### Stated problem
Extract every line of the material that contains the word "woman". Matching is case-sensitive.

### Stored rows
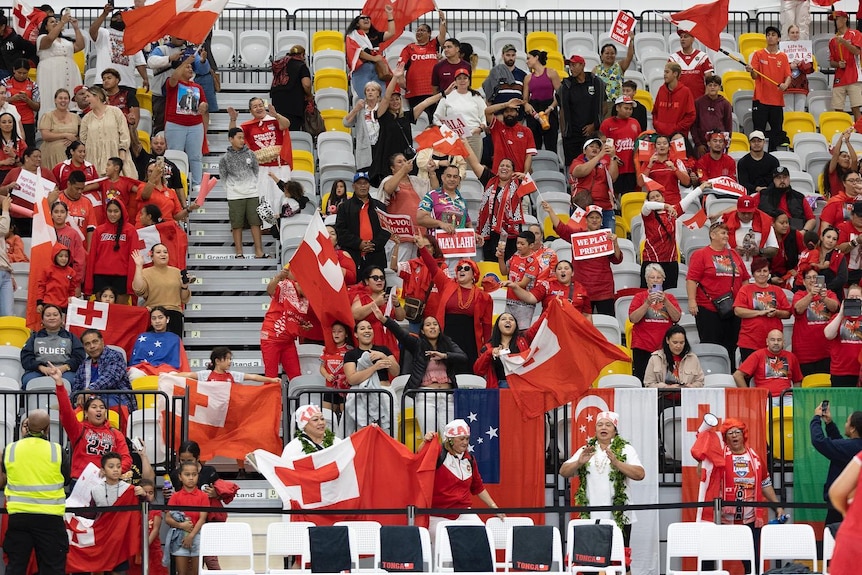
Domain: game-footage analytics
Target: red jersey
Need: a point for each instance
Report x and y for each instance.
(419, 62)
(624, 134)
(809, 343)
(648, 333)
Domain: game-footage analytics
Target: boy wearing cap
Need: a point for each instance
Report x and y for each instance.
(713, 113)
(581, 97)
(844, 50)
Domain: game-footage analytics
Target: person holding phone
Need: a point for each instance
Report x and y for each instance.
(845, 333)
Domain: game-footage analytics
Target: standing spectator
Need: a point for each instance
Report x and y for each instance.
(797, 93)
(57, 67)
(539, 89)
(419, 59)
(624, 130)
(695, 66)
(443, 74)
(713, 114)
(755, 169)
(238, 170)
(59, 128)
(359, 231)
(673, 110)
(291, 86)
(110, 50)
(716, 272)
(837, 450)
(844, 49)
(812, 309)
(25, 96)
(846, 336)
(581, 99)
(771, 72)
(33, 473)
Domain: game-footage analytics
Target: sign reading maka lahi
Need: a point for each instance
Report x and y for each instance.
(588, 245)
(461, 244)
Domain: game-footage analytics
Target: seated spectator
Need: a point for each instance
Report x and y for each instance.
(103, 369)
(51, 345)
(673, 364)
(772, 367)
(652, 312)
(813, 308)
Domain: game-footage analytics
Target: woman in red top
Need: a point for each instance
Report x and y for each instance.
(652, 312)
(667, 172)
(659, 220)
(109, 263)
(812, 308)
(464, 311)
(76, 154)
(845, 335)
(713, 272)
(185, 108)
(761, 306)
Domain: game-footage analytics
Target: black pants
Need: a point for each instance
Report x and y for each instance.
(724, 332)
(44, 534)
(763, 114)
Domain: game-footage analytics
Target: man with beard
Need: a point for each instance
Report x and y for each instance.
(109, 49)
(511, 140)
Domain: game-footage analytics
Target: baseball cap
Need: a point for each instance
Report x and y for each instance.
(592, 141)
(746, 204)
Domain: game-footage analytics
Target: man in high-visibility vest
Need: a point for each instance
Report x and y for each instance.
(33, 473)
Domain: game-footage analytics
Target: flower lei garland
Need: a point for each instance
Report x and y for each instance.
(309, 447)
(617, 477)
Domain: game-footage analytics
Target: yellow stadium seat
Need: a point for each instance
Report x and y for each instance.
(544, 41)
(751, 43)
(327, 40)
(145, 140)
(738, 142)
(13, 331)
(330, 78)
(303, 160)
(145, 99)
(817, 380)
(736, 80)
(832, 123)
(784, 413)
(477, 78)
(798, 122)
(644, 98)
(146, 383)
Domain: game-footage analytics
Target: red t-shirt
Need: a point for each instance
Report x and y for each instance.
(773, 372)
(419, 62)
(809, 343)
(715, 272)
(648, 333)
(182, 102)
(753, 331)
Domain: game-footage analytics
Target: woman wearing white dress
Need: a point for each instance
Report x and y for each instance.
(57, 67)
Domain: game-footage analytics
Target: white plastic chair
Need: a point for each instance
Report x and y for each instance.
(288, 538)
(227, 540)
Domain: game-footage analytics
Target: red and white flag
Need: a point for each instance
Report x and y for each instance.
(228, 420)
(190, 20)
(367, 470)
(548, 374)
(443, 140)
(26, 20)
(315, 267)
(119, 324)
(637, 425)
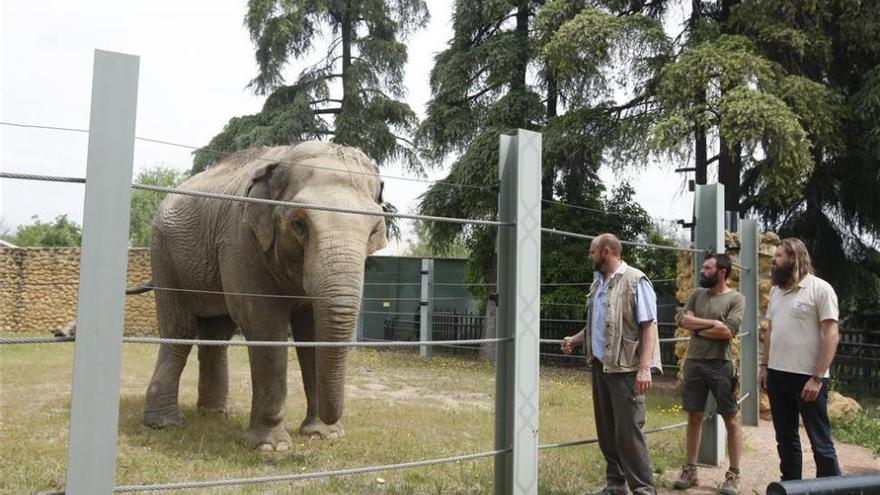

### Exercise solution
Target: woman in red top
Target: woman wearing white dress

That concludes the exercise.